Goal :: Extract every line of the records below verbatim, leaving out the pictures.
[Stored rows start]
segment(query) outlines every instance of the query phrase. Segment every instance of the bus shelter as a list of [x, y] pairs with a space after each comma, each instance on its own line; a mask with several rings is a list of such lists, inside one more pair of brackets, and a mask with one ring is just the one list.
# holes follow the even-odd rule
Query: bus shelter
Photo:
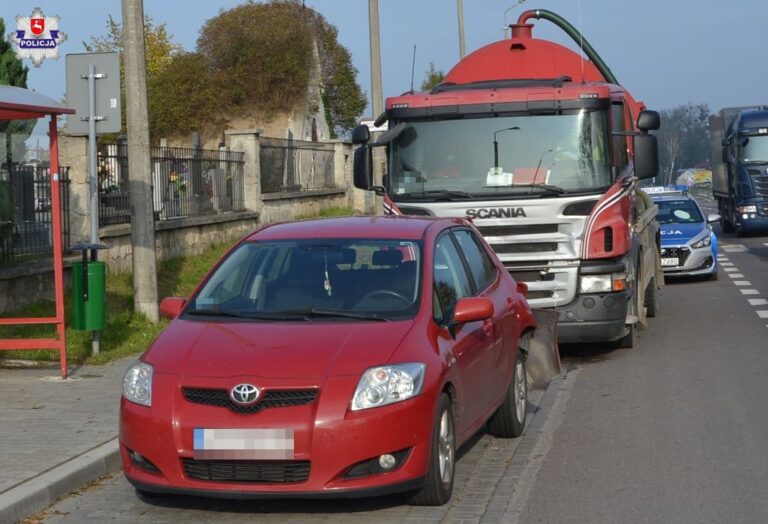
[[52, 338], [0, 338], [0, 350], [47, 349], [59, 352], [61, 377], [67, 378], [67, 339], [64, 324], [64, 267], [61, 235], [61, 191], [59, 176], [59, 139], [57, 118], [63, 114], [74, 114], [71, 109], [55, 100], [29, 89], [0, 86], [0, 121], [49, 118], [48, 137], [51, 151], [51, 219], [53, 245], [53, 281], [56, 312], [52, 317], [0, 318], [2, 325], [49, 324], [56, 327]]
[Stored rows end]
Worked answer ::
segment(query) outlines every instance of the query phrase. Segment every instance of the bus shelter as a list of [x, y] pairs with a space after each comma, each instance on its own line; a mask with several rings is a list of such lists, inside one more pair of brackets, and a mask with one ring is just the one list.
# holes follow the even-odd rule
Query: bus shelter
Photo:
[[52, 338], [0, 338], [0, 350], [47, 349], [59, 352], [61, 377], [67, 378], [67, 339], [64, 324], [64, 267], [61, 235], [61, 191], [59, 176], [59, 139], [57, 118], [63, 114], [74, 114], [71, 109], [55, 100], [29, 89], [0, 86], [0, 121], [49, 118], [48, 137], [51, 151], [51, 219], [53, 245], [53, 281], [56, 312], [52, 317], [0, 318], [2, 325], [49, 324], [56, 327]]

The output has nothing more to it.